PASSAGE TO READ:
As Samuelson rightly suggests, what constitutes the public domain is always changing and depends greatly on which side of the fence you’re on.

For example, Lawrence Lessing, the author of the book, Code, and Other Laws of Cyberspace, stated in his July 2002 Open Source Convention keynote address, “Creativity and innovation always build on the past.”

To his way of thinking, copyright laws regarding computer software source code inhibit future innovation. He points out that Walt Disney’s “Steamboat Willie” is a take-off of Buster Keaton’s “Steamboat Bill” and that the Disney Company is built on feature animation movies based on works in the public domain.

Which begs the question for Lessing, if Steamboat Bill had been copyrighted – or Victor Hugo or Hans Christen Andersen – would Disney have an empire today?

So how do you discern between copyrighted material and content belonging to the murky depths of the public domain? Boston-based PR consultant Lyn Chamberlin, President of skyemedia, inc., puts it succinctly when she states, “Everything is in the public domain. And everything requires proper attribution.”

Tips for Avoiding Plagiarism

We’re all inundated with information from business and trade publications, e-zines, newspapers, TV, and radio – so it is very easy to incorporate an idea you’ve heard or read about without attributing the original source.

DATA SECTION:
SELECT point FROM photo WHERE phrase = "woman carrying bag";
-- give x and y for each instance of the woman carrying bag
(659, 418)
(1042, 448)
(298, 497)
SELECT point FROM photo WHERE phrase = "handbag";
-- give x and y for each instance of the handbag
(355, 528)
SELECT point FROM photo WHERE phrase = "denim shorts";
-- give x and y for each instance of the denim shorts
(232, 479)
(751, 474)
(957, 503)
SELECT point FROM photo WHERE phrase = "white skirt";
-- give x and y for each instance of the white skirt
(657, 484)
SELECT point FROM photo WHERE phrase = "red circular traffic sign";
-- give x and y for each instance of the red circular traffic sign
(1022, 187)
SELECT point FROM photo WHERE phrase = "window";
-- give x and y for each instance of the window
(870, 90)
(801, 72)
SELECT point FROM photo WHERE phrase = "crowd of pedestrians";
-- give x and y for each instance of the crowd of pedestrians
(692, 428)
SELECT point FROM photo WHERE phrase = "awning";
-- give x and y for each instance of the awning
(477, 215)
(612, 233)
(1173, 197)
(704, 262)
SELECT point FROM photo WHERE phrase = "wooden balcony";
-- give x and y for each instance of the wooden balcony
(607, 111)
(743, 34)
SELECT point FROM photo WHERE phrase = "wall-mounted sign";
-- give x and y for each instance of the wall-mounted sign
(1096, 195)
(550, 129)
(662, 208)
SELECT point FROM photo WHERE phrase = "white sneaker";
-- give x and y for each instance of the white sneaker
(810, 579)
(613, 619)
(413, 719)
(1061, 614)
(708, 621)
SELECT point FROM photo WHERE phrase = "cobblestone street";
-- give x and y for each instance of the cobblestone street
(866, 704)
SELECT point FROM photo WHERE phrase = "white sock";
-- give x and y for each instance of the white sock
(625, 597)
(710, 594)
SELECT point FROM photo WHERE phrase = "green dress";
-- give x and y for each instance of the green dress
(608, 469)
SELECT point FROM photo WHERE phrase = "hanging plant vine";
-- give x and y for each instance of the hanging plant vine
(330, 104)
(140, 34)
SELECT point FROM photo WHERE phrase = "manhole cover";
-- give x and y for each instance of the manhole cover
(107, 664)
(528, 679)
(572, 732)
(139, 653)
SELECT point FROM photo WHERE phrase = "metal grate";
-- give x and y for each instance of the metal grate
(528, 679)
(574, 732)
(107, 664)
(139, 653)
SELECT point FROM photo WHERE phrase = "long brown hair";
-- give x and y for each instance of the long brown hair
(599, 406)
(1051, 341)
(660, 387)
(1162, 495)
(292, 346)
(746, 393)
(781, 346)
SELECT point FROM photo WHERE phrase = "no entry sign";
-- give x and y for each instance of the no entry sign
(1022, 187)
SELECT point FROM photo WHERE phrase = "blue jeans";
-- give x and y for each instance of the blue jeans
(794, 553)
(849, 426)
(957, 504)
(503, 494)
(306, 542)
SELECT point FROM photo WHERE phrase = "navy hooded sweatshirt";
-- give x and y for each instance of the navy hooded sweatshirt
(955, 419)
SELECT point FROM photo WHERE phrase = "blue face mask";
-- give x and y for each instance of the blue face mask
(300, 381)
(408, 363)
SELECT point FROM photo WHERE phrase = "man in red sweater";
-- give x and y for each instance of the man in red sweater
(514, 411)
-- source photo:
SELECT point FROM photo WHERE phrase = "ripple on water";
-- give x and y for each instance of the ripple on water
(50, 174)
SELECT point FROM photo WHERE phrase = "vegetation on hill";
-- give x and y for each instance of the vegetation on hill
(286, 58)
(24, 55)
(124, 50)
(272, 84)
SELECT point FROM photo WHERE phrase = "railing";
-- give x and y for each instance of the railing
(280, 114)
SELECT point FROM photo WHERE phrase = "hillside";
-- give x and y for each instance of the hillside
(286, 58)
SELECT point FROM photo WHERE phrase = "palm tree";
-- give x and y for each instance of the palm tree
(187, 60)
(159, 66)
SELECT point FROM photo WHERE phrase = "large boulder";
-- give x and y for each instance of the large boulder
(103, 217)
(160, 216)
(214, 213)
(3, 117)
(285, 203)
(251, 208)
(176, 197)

PROBLEM TO WORK ON:
Write the next part of the passage about the public domain and avoiding plagiarism, starting after its final sentence.

RESPONSE AREA:
This is especially true if you read the same idea over and over. For example, I receive articles and e-zines weekly whose authors tell me, “Don’t use the word ‘free’ in subject headlines or body copy because the email won’t get past the SPAM blockers.” I often wonder, would I have to quote anyone if I were to write an article on this topic? Can this “fact” now be considered common knowledge or part of the public domain?

I would argue that no, it isn’t common knowledge; therefore I need to give someone attribution.

To avoid a scandal or any breach of ethics, you must ensure you have given credit where it is due. According to the University of Illinois at Urbana-Champaign’s Graduate School of Library and Information Science, you must give attribution for the following:

  • Another person’s idea, opinion, or theory.
  • Any piece of information that isn’t common knowledge, including facts, statistics, graphs, and drawings.
  • Quotations of another person’s spoken or written words.
  • A paraphrase of another person’s spoken or written words.

UC Davis Student Judicial Affairs Web page goes even further. Citing Brenda Spratt’s “Writing from Sources,” UC Davis defines others’ work as “original ideas . . . art, graphics, computer programs, music and other creative expression.”

Both Web sites give excellent guidelines for avoiding inadvertently plagiarizing another’s work. General guidelines from the UC Davis include:

  • Using your own words and ideas.
  • Paraphrasing by reading over material first, covering it up, and then writing out your idea without looking at the text.
  • Always adding quotation marks when quoting word for word.
  • Citing the source and page number (or URL) when taking notes.
  • Avoiding cutting and pasting information from the Web directly into documents in progress without noting the source.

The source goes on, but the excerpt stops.